Short problem: Update the entries in the stretch from the line containing "post visible in this UI screenshot." through the line containing "[997,496,1063,567]" by replacing "galvanized wire grid" with "wire mesh panel". Output only those lines, with everything else unchanged.

Records
-----

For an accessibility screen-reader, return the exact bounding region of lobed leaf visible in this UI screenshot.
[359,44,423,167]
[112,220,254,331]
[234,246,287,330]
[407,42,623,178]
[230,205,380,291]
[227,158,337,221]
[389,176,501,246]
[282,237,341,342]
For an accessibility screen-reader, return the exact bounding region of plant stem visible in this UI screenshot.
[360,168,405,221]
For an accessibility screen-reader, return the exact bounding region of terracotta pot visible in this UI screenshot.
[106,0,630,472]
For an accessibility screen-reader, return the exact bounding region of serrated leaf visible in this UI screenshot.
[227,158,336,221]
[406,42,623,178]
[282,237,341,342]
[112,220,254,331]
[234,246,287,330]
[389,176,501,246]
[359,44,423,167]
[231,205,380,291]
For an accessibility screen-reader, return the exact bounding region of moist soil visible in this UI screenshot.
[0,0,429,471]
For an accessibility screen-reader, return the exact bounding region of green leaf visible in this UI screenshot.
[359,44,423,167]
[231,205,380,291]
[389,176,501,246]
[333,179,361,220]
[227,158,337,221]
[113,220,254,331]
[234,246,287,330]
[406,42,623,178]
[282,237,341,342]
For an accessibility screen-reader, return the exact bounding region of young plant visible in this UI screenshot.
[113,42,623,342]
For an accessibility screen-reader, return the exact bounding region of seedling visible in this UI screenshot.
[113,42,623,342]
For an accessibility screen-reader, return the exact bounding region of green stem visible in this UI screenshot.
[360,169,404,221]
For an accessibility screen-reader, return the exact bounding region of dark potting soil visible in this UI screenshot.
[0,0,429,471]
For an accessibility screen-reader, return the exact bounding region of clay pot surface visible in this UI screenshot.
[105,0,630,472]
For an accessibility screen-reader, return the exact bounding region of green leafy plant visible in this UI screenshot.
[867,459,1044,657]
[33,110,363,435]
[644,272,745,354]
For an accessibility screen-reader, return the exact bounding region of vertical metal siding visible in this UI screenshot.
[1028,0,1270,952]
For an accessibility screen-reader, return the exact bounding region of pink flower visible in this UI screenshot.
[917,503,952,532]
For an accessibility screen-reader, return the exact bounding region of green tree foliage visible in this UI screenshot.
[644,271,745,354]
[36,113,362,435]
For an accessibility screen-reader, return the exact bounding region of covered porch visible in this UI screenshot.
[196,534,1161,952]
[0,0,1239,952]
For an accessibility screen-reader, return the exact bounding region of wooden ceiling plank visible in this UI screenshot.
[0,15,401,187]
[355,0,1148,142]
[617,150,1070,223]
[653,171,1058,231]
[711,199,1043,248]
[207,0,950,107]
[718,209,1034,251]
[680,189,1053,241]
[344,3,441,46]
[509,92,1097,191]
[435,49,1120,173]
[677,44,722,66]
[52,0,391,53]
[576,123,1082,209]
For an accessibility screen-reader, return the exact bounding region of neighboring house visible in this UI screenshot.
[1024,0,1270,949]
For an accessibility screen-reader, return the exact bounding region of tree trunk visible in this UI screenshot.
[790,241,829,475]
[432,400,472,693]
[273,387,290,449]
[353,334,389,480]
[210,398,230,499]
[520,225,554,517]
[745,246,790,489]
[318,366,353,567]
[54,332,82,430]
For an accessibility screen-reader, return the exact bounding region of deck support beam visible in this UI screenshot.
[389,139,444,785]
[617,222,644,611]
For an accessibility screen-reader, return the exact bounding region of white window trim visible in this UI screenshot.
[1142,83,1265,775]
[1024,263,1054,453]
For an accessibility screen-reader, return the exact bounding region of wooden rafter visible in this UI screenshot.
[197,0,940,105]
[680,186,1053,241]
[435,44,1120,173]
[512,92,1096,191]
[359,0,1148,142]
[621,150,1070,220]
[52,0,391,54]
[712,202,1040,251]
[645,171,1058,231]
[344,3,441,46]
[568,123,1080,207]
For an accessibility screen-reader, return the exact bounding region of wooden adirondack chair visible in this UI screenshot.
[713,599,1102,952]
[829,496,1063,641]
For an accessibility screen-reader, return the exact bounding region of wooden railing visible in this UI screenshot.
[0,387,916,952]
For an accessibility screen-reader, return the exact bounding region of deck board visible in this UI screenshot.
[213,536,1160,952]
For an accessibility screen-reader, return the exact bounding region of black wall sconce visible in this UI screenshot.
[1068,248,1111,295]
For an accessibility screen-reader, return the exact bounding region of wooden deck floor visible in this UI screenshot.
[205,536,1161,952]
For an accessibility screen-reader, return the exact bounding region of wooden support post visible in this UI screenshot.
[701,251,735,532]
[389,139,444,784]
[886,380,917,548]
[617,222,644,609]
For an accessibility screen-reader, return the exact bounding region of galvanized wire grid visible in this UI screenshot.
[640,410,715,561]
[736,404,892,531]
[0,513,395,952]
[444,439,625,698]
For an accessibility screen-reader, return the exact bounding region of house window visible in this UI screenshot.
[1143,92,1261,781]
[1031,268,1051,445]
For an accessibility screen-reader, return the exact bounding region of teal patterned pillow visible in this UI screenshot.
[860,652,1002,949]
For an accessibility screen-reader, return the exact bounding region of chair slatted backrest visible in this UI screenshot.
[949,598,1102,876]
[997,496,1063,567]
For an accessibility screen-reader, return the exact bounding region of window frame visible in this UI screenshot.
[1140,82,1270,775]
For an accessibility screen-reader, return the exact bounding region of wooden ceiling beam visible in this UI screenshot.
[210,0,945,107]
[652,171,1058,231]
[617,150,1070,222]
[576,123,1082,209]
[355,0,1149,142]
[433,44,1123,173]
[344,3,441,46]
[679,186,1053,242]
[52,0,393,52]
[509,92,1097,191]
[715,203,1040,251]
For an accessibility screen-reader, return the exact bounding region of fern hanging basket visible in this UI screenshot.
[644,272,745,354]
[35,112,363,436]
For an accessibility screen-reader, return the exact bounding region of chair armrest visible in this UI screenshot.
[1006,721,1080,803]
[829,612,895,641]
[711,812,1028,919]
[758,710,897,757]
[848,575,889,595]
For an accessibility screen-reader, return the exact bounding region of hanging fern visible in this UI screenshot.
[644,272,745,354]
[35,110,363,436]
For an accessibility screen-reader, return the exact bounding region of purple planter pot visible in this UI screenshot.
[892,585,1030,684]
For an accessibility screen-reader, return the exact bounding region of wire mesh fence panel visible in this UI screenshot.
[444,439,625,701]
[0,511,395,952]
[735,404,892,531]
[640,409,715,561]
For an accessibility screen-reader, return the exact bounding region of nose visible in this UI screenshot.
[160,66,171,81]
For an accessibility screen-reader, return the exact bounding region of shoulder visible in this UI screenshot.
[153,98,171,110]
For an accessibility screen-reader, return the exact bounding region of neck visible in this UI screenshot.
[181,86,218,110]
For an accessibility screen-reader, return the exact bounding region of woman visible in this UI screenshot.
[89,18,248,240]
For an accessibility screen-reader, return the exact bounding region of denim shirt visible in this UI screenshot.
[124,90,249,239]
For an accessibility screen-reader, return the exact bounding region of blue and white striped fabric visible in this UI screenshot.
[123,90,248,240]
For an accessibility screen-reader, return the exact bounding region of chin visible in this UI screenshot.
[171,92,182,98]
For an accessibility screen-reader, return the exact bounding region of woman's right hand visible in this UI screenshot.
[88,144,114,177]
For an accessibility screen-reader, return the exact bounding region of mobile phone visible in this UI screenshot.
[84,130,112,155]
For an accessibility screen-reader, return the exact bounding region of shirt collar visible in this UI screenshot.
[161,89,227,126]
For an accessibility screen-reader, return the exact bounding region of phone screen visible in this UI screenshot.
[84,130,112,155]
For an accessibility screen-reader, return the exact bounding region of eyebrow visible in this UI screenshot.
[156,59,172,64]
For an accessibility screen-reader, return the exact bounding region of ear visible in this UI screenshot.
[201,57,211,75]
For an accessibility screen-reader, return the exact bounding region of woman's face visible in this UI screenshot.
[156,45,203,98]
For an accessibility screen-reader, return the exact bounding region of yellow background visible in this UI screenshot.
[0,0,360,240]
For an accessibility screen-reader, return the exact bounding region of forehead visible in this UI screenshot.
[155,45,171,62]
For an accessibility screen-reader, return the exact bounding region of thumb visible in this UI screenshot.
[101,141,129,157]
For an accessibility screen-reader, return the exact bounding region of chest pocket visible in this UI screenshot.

-----

Full response:
For an accessibility screen-reader, return the exact bounding region of wooden support post visible in this UI screenshot.
[701,251,735,532]
[389,139,444,784]
[886,380,917,548]
[617,222,644,609]
For an accessibility screen-reader, return the exact bounding region of wire mesh panel visible in this UI screenshot.
[640,410,715,561]
[736,404,892,531]
[0,513,395,952]
[444,439,625,698]
For an accessibility screen-reader, return the exact bounding region of house window visible in this UI screenshot.
[1143,92,1261,781]
[1031,268,1051,445]
For an accessibility screen-reader, return the exact bounding region of teal patterned pillow visible in this UI screenshot.
[860,652,1002,949]
For an accessibility screen-reader, return the exact bounding region of chair slatted backrest visible in this UI screenshot.
[949,598,1102,876]
[997,496,1063,567]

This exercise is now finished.